**What to do**
Repeat the material word for word, starting at the line that contains "Can you find the weathered" and continuing through the end of the material.

**Material for the task**
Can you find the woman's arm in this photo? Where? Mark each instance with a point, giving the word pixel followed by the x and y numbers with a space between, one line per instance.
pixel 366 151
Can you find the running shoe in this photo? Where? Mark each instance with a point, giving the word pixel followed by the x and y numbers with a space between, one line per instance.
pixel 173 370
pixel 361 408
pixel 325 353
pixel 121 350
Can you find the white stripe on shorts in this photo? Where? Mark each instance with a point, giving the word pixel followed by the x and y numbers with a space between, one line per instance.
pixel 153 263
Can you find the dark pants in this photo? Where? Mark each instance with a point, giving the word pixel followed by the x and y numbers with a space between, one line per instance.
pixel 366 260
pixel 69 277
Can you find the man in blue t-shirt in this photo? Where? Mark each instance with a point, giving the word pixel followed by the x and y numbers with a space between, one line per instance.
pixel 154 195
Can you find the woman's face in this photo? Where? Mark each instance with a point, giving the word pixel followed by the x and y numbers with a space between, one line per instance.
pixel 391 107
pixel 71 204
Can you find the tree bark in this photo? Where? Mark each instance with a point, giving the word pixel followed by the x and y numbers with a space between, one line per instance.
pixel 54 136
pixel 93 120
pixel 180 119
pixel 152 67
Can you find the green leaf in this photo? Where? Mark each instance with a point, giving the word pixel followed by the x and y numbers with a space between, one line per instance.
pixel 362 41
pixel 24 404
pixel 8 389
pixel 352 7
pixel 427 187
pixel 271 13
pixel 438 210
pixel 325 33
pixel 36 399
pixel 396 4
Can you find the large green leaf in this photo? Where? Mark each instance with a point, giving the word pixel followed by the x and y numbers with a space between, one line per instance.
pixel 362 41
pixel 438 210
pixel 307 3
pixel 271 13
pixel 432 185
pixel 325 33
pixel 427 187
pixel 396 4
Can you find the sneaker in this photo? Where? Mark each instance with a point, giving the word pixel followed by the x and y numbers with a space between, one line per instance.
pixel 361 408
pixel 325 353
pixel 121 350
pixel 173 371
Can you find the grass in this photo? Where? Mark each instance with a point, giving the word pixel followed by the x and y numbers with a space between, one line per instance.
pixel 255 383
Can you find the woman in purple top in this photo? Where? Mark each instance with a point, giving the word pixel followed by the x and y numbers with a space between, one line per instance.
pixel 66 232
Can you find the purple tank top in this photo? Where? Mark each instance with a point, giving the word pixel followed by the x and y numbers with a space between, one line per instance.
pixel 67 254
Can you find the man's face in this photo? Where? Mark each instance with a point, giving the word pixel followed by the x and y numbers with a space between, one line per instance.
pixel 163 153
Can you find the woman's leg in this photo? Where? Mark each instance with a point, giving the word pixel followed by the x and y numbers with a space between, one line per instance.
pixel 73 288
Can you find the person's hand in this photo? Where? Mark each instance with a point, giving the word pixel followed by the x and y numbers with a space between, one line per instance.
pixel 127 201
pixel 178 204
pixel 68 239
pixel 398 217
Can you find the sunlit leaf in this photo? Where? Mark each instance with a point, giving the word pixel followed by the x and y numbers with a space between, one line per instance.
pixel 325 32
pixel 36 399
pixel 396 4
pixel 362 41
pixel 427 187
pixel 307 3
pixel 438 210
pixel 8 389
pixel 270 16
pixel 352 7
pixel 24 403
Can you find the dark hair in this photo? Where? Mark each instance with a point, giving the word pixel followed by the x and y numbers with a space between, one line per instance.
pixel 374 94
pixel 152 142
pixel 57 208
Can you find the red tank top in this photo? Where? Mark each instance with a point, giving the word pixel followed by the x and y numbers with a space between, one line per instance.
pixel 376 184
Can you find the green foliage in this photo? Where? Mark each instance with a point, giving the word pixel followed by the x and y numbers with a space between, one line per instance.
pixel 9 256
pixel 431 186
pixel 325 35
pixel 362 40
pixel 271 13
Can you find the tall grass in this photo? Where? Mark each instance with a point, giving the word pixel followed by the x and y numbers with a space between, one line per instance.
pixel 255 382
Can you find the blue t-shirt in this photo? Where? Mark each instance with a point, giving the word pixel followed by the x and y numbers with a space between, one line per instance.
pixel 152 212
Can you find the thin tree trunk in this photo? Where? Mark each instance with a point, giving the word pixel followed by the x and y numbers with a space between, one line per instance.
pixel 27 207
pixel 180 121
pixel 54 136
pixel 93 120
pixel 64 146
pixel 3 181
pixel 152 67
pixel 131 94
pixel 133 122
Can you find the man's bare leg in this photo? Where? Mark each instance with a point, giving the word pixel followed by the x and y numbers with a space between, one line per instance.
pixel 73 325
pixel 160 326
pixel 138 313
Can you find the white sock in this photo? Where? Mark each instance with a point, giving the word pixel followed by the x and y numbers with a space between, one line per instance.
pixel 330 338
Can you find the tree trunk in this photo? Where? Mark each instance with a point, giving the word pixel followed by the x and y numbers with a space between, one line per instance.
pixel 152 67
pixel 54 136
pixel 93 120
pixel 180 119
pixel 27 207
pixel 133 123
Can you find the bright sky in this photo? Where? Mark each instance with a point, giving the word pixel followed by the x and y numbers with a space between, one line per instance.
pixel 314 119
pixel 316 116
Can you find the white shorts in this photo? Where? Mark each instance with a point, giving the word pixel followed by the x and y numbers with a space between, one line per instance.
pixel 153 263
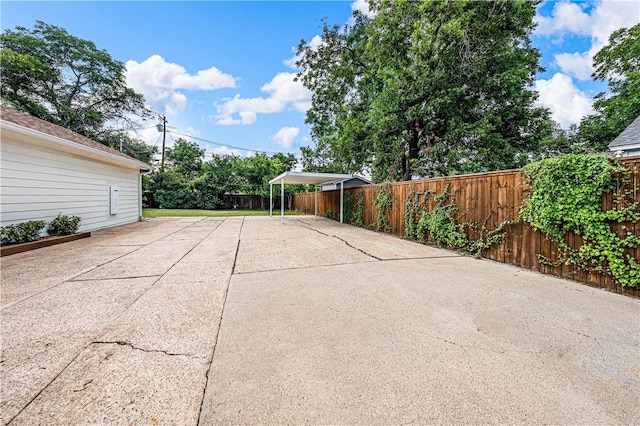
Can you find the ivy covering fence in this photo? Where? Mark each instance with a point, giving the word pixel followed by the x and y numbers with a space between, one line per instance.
pixel 572 216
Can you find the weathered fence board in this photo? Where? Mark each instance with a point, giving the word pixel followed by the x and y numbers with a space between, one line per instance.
pixel 485 199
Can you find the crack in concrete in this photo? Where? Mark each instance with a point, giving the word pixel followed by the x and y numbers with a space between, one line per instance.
pixel 131 345
pixel 224 304
pixel 341 239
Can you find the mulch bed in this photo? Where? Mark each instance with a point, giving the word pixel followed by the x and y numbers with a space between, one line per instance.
pixel 42 242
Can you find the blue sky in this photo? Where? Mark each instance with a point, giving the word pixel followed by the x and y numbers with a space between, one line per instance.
pixel 221 72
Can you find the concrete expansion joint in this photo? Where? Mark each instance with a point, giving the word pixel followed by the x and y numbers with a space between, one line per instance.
pixel 131 346
pixel 132 277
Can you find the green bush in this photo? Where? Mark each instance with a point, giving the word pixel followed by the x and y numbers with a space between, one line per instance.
pixel 64 225
pixel 21 232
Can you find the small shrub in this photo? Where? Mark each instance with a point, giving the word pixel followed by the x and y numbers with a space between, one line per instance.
pixel 64 225
pixel 332 215
pixel 21 232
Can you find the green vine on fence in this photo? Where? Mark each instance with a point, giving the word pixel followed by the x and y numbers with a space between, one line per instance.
pixel 440 225
pixel 383 203
pixel 565 195
pixel 358 214
pixel 353 214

**Exercise answer**
Can you find the weathered fence board in this photo? Where? Mark each instance with a point, giving the word pixel followed by the x and y numbers with a space between, one line per instance.
pixel 485 199
Can you find the crack in concrete in this photo? Where? Mark each instance with a point, giving the word pixel followed by the x and y numbers with a space between, one line per instance.
pixel 131 345
pixel 224 304
pixel 341 239
Can you find the mulch bed in this photo? Where? Mark each instance with a point, giving the word pixel followed by the x and y numbers with a space between, one line per instance.
pixel 42 242
Can you find the blue sky in this photo? Where? Mark each instance with a point, giving the word pixel followed by the x and y numbers with a space between, one line per instance.
pixel 221 72
Can you find the concrete expansion joint in this photo? Where? Mark each instance with a point, giving the word pixel followed by the x and y numbers with a space between, one line per instance.
pixel 131 346
pixel 132 277
Can you find the green bush in this photo? Where? Mark each instance with a point, giving the word pixel followed by the x and y numbers with a space between, one line per instance.
pixel 64 225
pixel 21 232
Can you find the small shrub in this photo? Where? Mark each instance with a point, giving the word pixel followed by the x and y numbers with a space between, one line per instance.
pixel 64 225
pixel 332 215
pixel 21 232
Can you find the green vine on fence in this photo? Where? Mark each instance with a point, giving the word pixel followed by the x and y numbers with a space between, one line per instance.
pixel 440 225
pixel 383 203
pixel 565 195
pixel 358 214
pixel 353 214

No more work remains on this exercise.